Instrucciones >>
A. En el texto sobre la llegada de Carlos V, cambia "monasterio" por "convento" y vuelve a escribir el tramo que va desde "Este último emprendió" hasta "un séquito extranjero.".
B. Prosigue el relato sobre la llegada de Carlos V a España a partir de donde se detiene.

Documento >>
Este último emprendió viaje, para recibirle, a las playas de Asturias, pero
cayó enfermo y hubo de refugiarse en el monasterio de San Francisco de
Aguilera, donde recibió la noticia de la llegada del rey con un séquito extranjero.
El 18 de septiembre de 1517, después de una dificultosa travesía, Carlos V
desembarcaba en el puerto asturiano de Villaviciosa. Lo acompañaban su hermana
Leonor, el señor de Chièvres, el canciller de Borgoña y numerosos nobles
flamencos. Unos días antes, el 31 de octubre, un monje alemán llamado Lutero
había pronunciado las noventa propuestas contra el comercio de las
indulgencias, que darían pie al movimiento de Reforma contra la Iglesia
católica romana.
Cisneros mandó con urgencia una recomendación al
monarca rogándole que despidiese a su séquito, temeroso, y con razón, de que
ello no haría sino irritar a los cortesanos españoles. Desatendiendo tan
prudentes consejos, Carlos mantuvo a su lado a sus amigos y se dirigió a
Tordesillas, donde estaba recluida su madre. Obtuvo de ella que abdicara en su
favor, formalidad sin la cual le hubiese sido imposible gobernar. Antes de
llegar a Valladolid, Carlos recibió la noticia de la muerte de Cisneros. El
cardenal había muerto sin lograr entrevistarse con el mozo flamenco y
atribulado por un inminente porvenir que él, mejor que nadie, preveía
conflictivo.

Conjunto de datos >>

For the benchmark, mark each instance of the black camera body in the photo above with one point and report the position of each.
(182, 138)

Respuestas >>
A.
Este último emprendió viaje, para recibirle, a las playas de Asturias, pero
cayó enfermo y hubo de refugiarse en el convento de San Francisco de
Aguilera, donde recibió la noticia de la llegada del rey con un séquito extranjero.

B.
Rey de España
De todos los países que heredó, España
fue el más difícil de consolidar bajo su dominio. Carlos se propuso reinar con
el exclusivo apoyo de sus compatriotas, repartiendo entre ellos prebendas y
altos cargos, lo cual indignó sobremanera a la nobleza local. El partido
formado alrededor de su hermano Fernando, su condición de extranjero y el
desconocimiento de la lengua castellana pesaron en su contra. Los tropiezos
comenzaron inmediatamente después de que la ciudad de Valladolid recibiese con
grandes agasajos, fiestas, justas y torneos al monarca extranjero. En febrero
de 1518, durante la primera reunión de las cortes castellanas, se exigió al rey
el respeto de las leyes de Castilla y que aprendiera el castellano. Carlos no
dudó en aceptar estas exigencias, pero a cambio pidió y obtuvo un sustancioso
crédito de 600.000 ducados. Las cortes de Aragón se demoraron hasta enero del
año siguiente para reconocerlo como rey, y lo hicieron junto a su madre.
También le concedieron un crédito de 200.000 ducados.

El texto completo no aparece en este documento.